SET EXERCISE 1. In the crossword blog post, what age did Joyce Randolph turn this past October?

TEXT EXCERPT.
## begin
Tuesday, January 26, 2021

Jonesin' 3:31 (Derek) 


LAT 3:56 (Derek) 


NYT 3:42 (Amy) 


Universal untimed (Jim Q) 


WSJ 4:20 (Jim P) 


Xword Nation untimed (Ade) 


Elizabeth C. Gorski’s Crsswrd Nation puzzle (Week 504), “Acting Vice Presidents”—Ade’s take

Crossword Nation puzzle solution, Week 504: “Acting Vice Presidents”

Good day, everyone! Here is hoping you all are doing well as we get set to close out the first month of 2021 soon!  

Very timely puzzle, given that last week was Inauguration Day, where Joseph R. BIDEN was sworn in as our next commander in chief (52D: [46th U.S. President]). Before he was sworn in, Kamala Harris was sworn in as vice president, and in honor of previous No. 2s in America, today’s puzzle features actors whose last surnames are also last names of past vice presidents. Also, the time spans of the vice presidencies of the actors’ namesakes are added in the clue.

  • AMY ADAMS (17A: {“Julie & Julia” actress [1789 – 1797]})
  • CYNTHIA NIXON (19A: {“Sex and the City” actress [1953 – 1961]}) – Former mayoral candidate of NYC (33D: [The Big Apple’s initials])
  • DWAYNE JOHNSON (36A:{“Fast & Furious 6” actor [1961 – 1963]})
  • HARRISON FORD (56A: {“Air Force One” actor [1973 – 1974]})
  • ED HARRIS (63A: {“Pollock” actor [1/20/2021 – present]})

The chill has definitely set in throughout most of the country, but seeing SAVANNAH in the grid reminded me of the time when the minor league baseball team I worked for over a decade ago had a road trip there in the middle of the summer (8D: [Georgia’s oldest city]). Maybe outside of my time in Northeast Texas during a number of summers, the time in Savannah was the hottest I’ve ever experienced temperature wise. As fill, it’s awesome, and definitely NO HASSLE to the solver trying to finish (37D: [“Piece of cake”]). Saw the preview of the movie The Little Things and definitely was intrigued by the preview I saw, in which Jared LETO appears to be playing a disturbed person who’s a suspect in a crime that Denzel Washington’s character is trying to solve (50A: [Jared of “Panic Room”]). Not sure if I’ll watch the movie, but I’ll watch TRIXIE and reruns of The Honeymooners any day of the week (11D: [Mrs. Norton of “The Honeymooners”]). Joyce Randolph, the actress who played Trixie, is with us today, and she turned 96 this past October!

“Sports will make you smarter” moment of the day: DRAW (23D: [Put pen to paper]) – With the Super Bowl matchup now set, the time where people explain the nuances of the game to the uninitiated ratchets up a few levels as we count down to Super Bowl Sunday. You will definitely see a PASS [69A: [Quarterback’s throw]) or 80 when the Tampa Bay Buccaneers and Kansas City Chiefs play for the championship, but there is an outside chance that you might see a quarterback DRAW, which is a designed run by the quarterback in which he drops back a couple of steps after receiving the ball, as if he’s retreating to pass, before starting to run upfield. Definitely a possibility that Kansas City’s quarterback, Patrick Mahomes, will run a draw next Sunday. If Tom Brady were to run a quarterback draw, however, I’ll eat my shorts! With ketchup.
## end
MATERIAL FOR THE TASK.
## begin
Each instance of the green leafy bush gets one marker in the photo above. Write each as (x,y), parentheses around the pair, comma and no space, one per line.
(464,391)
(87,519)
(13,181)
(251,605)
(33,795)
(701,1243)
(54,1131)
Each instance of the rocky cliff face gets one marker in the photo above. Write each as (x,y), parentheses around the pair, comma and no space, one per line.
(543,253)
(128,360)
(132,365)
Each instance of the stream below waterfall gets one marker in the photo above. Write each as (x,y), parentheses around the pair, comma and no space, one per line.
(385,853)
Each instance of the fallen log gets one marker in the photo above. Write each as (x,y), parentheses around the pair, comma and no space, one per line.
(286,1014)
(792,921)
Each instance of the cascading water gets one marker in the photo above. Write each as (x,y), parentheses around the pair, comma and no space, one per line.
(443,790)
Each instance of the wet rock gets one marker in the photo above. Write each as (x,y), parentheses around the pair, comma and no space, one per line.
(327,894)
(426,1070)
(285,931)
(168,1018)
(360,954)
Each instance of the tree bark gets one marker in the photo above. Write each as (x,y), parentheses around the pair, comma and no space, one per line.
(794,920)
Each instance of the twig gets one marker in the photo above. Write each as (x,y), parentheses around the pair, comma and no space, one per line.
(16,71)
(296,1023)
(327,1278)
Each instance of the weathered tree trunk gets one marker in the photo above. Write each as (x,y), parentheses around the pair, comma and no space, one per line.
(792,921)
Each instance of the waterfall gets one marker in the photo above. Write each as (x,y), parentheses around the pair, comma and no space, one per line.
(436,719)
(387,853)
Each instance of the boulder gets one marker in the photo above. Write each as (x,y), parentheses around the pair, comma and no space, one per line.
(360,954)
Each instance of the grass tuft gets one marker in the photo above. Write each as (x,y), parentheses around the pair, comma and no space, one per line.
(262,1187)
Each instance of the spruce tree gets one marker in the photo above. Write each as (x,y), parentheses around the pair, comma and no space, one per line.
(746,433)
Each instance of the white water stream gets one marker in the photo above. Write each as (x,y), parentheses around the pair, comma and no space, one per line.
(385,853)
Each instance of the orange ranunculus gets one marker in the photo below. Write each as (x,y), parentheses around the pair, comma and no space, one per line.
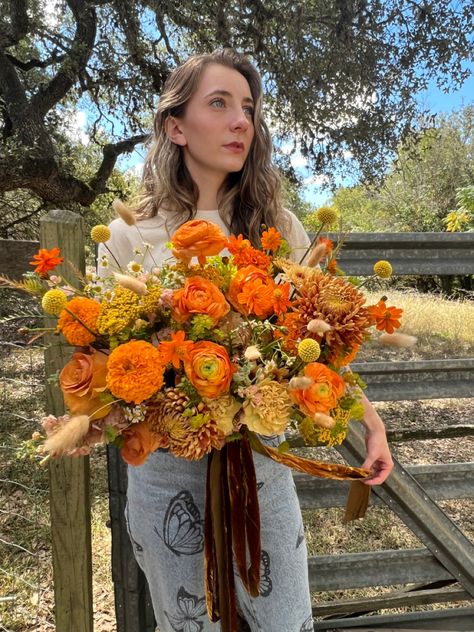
(385,318)
(176,349)
(244,292)
(198,238)
(323,394)
(209,368)
(199,296)
(82,381)
(46,260)
(271,239)
(135,371)
(78,321)
(139,443)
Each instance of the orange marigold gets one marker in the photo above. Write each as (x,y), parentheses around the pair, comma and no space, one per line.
(198,238)
(326,388)
(46,260)
(271,239)
(385,318)
(77,318)
(246,294)
(135,371)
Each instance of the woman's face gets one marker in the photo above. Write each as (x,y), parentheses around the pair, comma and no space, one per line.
(217,129)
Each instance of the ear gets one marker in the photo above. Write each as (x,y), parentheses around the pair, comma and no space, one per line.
(174,132)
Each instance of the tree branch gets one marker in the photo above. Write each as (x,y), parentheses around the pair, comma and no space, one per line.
(74,63)
(111,153)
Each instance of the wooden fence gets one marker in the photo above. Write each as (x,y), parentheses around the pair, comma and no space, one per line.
(443,571)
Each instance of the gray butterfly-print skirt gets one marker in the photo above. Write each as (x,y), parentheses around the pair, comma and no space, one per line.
(165,518)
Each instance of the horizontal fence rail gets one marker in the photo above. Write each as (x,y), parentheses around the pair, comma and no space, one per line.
(409,253)
(420,379)
(442,482)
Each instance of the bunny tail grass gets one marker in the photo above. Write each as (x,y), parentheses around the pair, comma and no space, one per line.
(68,436)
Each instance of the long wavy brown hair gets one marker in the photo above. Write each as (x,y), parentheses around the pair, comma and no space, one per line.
(249,198)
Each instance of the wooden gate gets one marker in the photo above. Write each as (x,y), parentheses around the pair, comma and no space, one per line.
(442,571)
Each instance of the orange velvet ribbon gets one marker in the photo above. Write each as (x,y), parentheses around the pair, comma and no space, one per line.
(232,518)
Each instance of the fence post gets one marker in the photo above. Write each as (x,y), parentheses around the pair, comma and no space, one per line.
(69,477)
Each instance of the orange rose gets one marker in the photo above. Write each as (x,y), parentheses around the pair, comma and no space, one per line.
(199,296)
(209,368)
(323,394)
(139,443)
(251,291)
(198,238)
(82,381)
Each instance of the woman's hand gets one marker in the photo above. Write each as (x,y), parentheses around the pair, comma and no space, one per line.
(378,458)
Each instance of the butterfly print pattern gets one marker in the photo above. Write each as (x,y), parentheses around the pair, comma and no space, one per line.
(266,584)
(308,625)
(183,528)
(190,609)
(300,538)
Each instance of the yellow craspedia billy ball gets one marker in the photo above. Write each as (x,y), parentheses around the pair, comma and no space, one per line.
(383,269)
(309,350)
(100,233)
(54,301)
(327,215)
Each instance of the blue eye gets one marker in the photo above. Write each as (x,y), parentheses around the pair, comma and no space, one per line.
(218,102)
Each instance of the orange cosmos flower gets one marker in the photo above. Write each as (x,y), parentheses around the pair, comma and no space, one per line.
(209,369)
(385,318)
(73,329)
(198,238)
(199,296)
(271,239)
(322,395)
(134,371)
(176,349)
(246,295)
(46,260)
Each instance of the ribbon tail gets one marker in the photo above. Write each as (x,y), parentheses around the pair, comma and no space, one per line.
(252,519)
(358,499)
(219,571)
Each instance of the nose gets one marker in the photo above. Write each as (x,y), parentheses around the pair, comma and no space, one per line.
(240,121)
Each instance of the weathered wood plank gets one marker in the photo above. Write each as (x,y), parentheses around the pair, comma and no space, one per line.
(421,379)
(409,253)
(374,568)
(392,600)
(441,481)
(15,256)
(420,513)
(69,477)
(449,620)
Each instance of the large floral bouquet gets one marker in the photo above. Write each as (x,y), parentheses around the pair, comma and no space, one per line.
(205,354)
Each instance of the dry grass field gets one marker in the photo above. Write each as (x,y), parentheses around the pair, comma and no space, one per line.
(443,328)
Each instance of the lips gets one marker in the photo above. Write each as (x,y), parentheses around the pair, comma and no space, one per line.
(235,146)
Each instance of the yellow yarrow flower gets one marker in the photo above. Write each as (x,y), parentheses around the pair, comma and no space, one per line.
(327,215)
(54,301)
(383,269)
(120,312)
(309,350)
(100,233)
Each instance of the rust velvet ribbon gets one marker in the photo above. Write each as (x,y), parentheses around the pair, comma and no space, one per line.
(232,518)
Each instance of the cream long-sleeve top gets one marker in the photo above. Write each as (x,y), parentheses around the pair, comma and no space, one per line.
(126,239)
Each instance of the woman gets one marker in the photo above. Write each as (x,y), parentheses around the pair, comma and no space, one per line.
(211,159)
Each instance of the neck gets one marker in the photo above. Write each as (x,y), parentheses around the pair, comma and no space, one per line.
(209,184)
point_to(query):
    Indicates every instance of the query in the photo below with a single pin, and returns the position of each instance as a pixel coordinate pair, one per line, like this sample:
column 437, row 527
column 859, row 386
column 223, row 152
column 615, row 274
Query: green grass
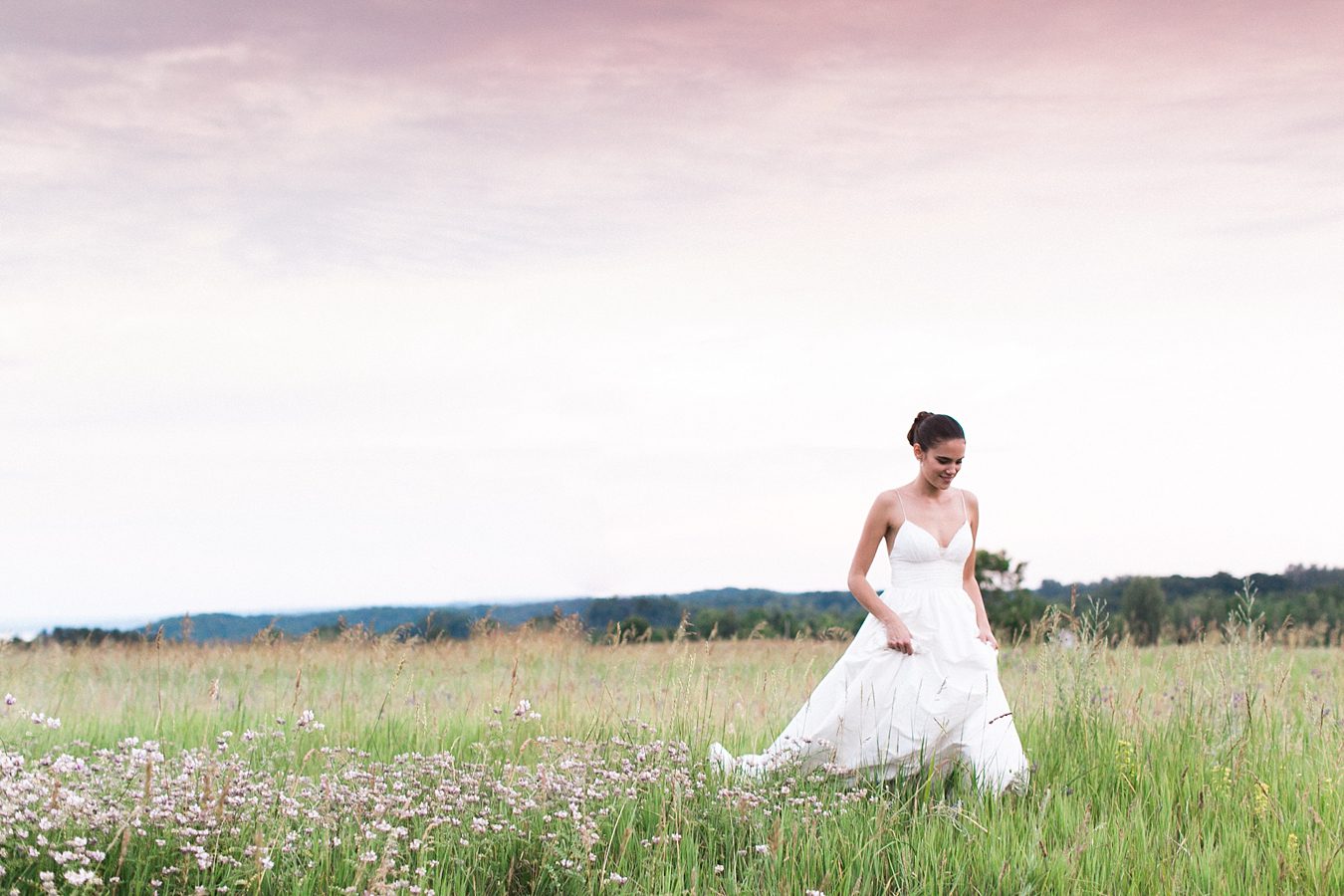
## end
SET EXERCISE 2. Lay out the lines of the listing as a numbered list, from the line with "Each instance of the woman gets" through the end of the listing, with blank lines and the picture omitted.

ANSWER 1. 96

ANSWER 2.
1. Each instance of the woman gets one marker in the photo above. Write each as (x,y), parentheses around the pair, comma and no space, one per line.
2. (211,159)
3. Each instance of the neck gets one marker in the photo above. Write each as (x,y), parentheses around the pair, comma and no space, one per line.
4. (209,184)
5. point_to(query):
6.     Indicates every instance of the query in the photo below with a single pin, and returns the position of each instance as a pixel coordinate pair, one per line, like this sample:
7. column 437, row 527
8. column 859, row 386
9. column 223, row 152
10. column 615, row 274
11. Query: green grass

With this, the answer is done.